--- WORK TO BE COMPLETED ---
Repeat, exactly and alone, every line from the line that contains "return mask of framed abstract artwork" to the end of the entries.

--- Saved entries ---
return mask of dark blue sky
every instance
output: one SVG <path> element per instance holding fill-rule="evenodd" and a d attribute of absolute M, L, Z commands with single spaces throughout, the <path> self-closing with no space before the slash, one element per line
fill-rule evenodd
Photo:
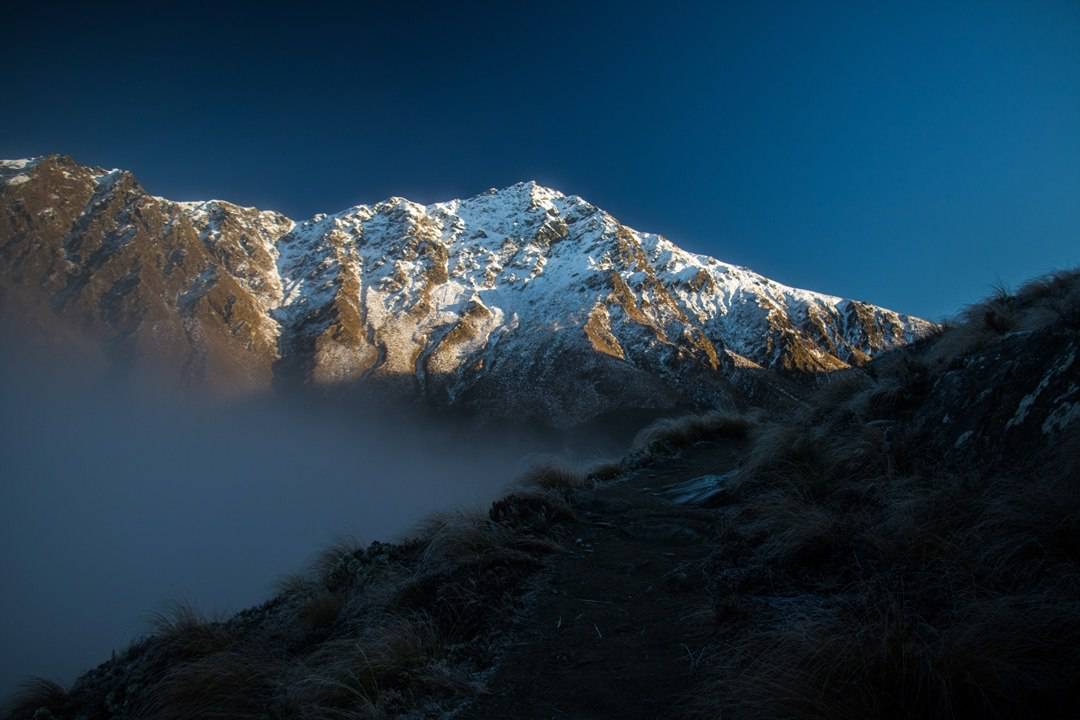
<path fill-rule="evenodd" d="M 1080 264 L 1075 0 L 31 5 L 3 157 L 294 217 L 535 178 L 933 318 Z"/>

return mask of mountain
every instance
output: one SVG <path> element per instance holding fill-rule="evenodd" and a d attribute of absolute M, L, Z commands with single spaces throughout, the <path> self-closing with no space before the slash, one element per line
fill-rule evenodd
<path fill-rule="evenodd" d="M 534 182 L 298 222 L 63 156 L 0 161 L 0 299 L 88 367 L 234 393 L 389 385 L 558 425 L 730 404 L 755 373 L 861 365 L 934 327 Z"/>

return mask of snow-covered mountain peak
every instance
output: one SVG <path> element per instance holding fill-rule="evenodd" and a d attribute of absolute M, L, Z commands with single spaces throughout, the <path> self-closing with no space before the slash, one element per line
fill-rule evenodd
<path fill-rule="evenodd" d="M 171 202 L 59 156 L 3 161 L 0 179 L 0 246 L 17 258 L 0 279 L 106 334 L 189 347 L 184 372 L 206 378 L 409 377 L 430 400 L 575 422 L 702 399 L 747 367 L 860 364 L 932 327 L 687 252 L 535 181 L 296 222 Z"/>

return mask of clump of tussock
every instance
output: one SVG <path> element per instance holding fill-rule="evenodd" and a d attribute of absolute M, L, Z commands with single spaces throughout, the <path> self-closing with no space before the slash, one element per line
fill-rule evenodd
<path fill-rule="evenodd" d="M 153 613 L 150 626 L 156 635 L 173 637 L 198 632 L 209 623 L 199 610 L 188 602 L 169 603 L 164 610 Z"/>
<path fill-rule="evenodd" d="M 1057 325 L 1073 332 L 1080 330 L 1080 270 L 1036 278 L 1021 286 L 1016 300 L 1020 307 L 1028 308 L 1024 329 Z"/>
<path fill-rule="evenodd" d="M 695 443 L 746 440 L 754 423 L 742 415 L 711 412 L 661 418 L 642 429 L 633 440 L 634 450 L 679 450 Z"/>
<path fill-rule="evenodd" d="M 557 525 L 573 521 L 573 506 L 555 492 L 516 492 L 496 500 L 488 511 L 495 523 L 526 529 L 543 536 Z"/>
<path fill-rule="evenodd" d="M 63 686 L 45 678 L 30 678 L 21 683 L 5 703 L 4 717 L 10 720 L 51 718 L 63 710 L 67 701 L 67 690 Z"/>
<path fill-rule="evenodd" d="M 321 590 L 306 597 L 297 614 L 308 630 L 327 630 L 337 622 L 347 600 L 344 592 Z"/>
<path fill-rule="evenodd" d="M 323 645 L 300 669 L 295 700 L 316 716 L 380 717 L 386 707 L 470 688 L 446 662 L 451 648 L 439 623 L 422 612 L 375 618 L 355 638 Z"/>
<path fill-rule="evenodd" d="M 518 478 L 517 484 L 522 487 L 566 494 L 588 487 L 591 481 L 576 470 L 554 463 L 545 463 L 526 470 Z"/>
<path fill-rule="evenodd" d="M 605 462 L 594 465 L 585 473 L 585 479 L 594 483 L 608 483 L 622 475 L 624 468 L 621 462 Z"/>
<path fill-rule="evenodd" d="M 417 529 L 423 542 L 420 572 L 438 573 L 499 555 L 510 545 L 512 531 L 480 512 L 439 513 Z"/>
<path fill-rule="evenodd" d="M 1016 291 L 1021 307 L 1045 302 L 1075 301 L 1080 292 L 1080 269 L 1058 270 L 1029 280 Z"/>
<path fill-rule="evenodd" d="M 505 602 L 544 555 L 562 549 L 556 531 L 565 507 L 559 493 L 538 491 L 511 495 L 487 514 L 431 518 L 419 530 L 422 550 L 396 605 L 431 613 L 448 637 L 476 637 L 491 621 L 493 601 Z"/>
<path fill-rule="evenodd" d="M 154 636 L 184 657 L 209 655 L 232 640 L 225 623 L 205 617 L 192 604 L 174 602 L 151 616 Z"/>
<path fill-rule="evenodd" d="M 1036 278 L 1016 292 L 999 284 L 989 298 L 945 323 L 925 357 L 932 363 L 955 366 L 1004 335 L 1050 327 L 1080 329 L 1080 270 Z"/>
<path fill-rule="evenodd" d="M 278 595 L 304 595 L 311 591 L 314 583 L 306 572 L 294 572 L 283 575 L 274 584 Z"/>
<path fill-rule="evenodd" d="M 811 404 L 816 407 L 836 407 L 873 386 L 874 379 L 861 369 L 839 370 L 822 378 Z"/>
<path fill-rule="evenodd" d="M 186 720 L 260 717 L 279 692 L 282 665 L 271 655 L 225 651 L 174 665 L 138 704 L 138 717 Z"/>
<path fill-rule="evenodd" d="M 827 421 L 772 424 L 762 429 L 732 481 L 741 499 L 782 492 L 800 501 L 843 505 L 853 484 L 873 484 L 895 474 L 900 447 L 885 430 L 855 413 Z"/>
<path fill-rule="evenodd" d="M 316 584 L 333 592 L 348 584 L 362 565 L 364 546 L 355 538 L 339 538 L 323 549 L 312 566 Z"/>
<path fill-rule="evenodd" d="M 510 497 L 520 500 L 529 496 Z M 529 503 L 528 509 L 544 513 L 548 523 L 544 530 L 549 530 L 560 517 L 548 514 L 550 508 L 558 508 L 558 496 L 548 493 L 531 497 L 548 499 L 539 506 Z M 561 549 L 546 532 L 537 533 L 535 523 L 499 522 L 492 515 L 492 512 L 457 512 L 428 520 L 420 529 L 424 549 L 417 565 L 418 578 L 425 583 L 433 578 L 462 574 L 475 579 L 476 573 L 484 574 L 492 569 L 502 572 L 515 567 L 535 567 L 537 555 Z"/>

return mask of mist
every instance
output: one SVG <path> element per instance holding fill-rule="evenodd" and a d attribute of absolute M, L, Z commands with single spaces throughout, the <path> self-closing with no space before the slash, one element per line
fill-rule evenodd
<path fill-rule="evenodd" d="M 540 449 L 403 413 L 90 385 L 0 357 L 0 694 L 68 685 L 190 602 L 268 599 L 342 537 L 494 499 Z"/>

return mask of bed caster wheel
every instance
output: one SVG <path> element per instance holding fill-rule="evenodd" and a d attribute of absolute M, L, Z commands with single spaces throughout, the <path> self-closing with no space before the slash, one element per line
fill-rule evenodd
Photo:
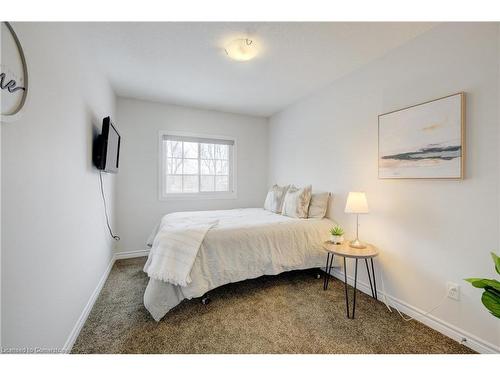
<path fill-rule="evenodd" d="M 316 274 L 316 278 L 319 280 L 321 279 L 321 275 L 319 273 Z"/>
<path fill-rule="evenodd" d="M 210 303 L 210 298 L 209 298 L 209 297 L 203 297 L 203 298 L 201 299 L 201 303 L 202 303 L 203 305 L 208 305 L 208 304 Z"/>

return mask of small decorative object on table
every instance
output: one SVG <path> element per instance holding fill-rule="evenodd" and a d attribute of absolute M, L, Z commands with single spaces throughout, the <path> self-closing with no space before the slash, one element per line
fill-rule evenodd
<path fill-rule="evenodd" d="M 330 234 L 332 235 L 330 241 L 335 245 L 340 245 L 344 242 L 344 230 L 342 227 L 336 225 L 330 229 Z"/>

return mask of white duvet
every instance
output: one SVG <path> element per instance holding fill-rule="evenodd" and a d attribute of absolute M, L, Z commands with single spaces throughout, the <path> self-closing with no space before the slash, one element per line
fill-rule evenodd
<path fill-rule="evenodd" d="M 262 275 L 324 266 L 322 243 L 329 219 L 294 219 L 261 208 L 179 212 L 179 220 L 216 220 L 205 235 L 187 286 L 151 278 L 144 305 L 160 320 L 183 299 L 201 297 L 218 286 Z"/>

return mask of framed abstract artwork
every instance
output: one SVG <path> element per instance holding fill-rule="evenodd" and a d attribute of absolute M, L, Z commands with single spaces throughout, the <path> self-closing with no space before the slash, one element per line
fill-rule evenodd
<path fill-rule="evenodd" d="M 463 179 L 463 92 L 378 117 L 378 177 Z"/>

--- PROBLEM SOLUTION ---
return mask of framed abstract artwork
every instance
output: one SVG <path> element per instance holding fill-rule="evenodd" and a d attribute of absolute M, L, Z commands with single spaces throughout, the <path> self-closing with no space before the slash, one element per line
fill-rule evenodd
<path fill-rule="evenodd" d="M 463 179 L 463 92 L 378 117 L 378 177 Z"/>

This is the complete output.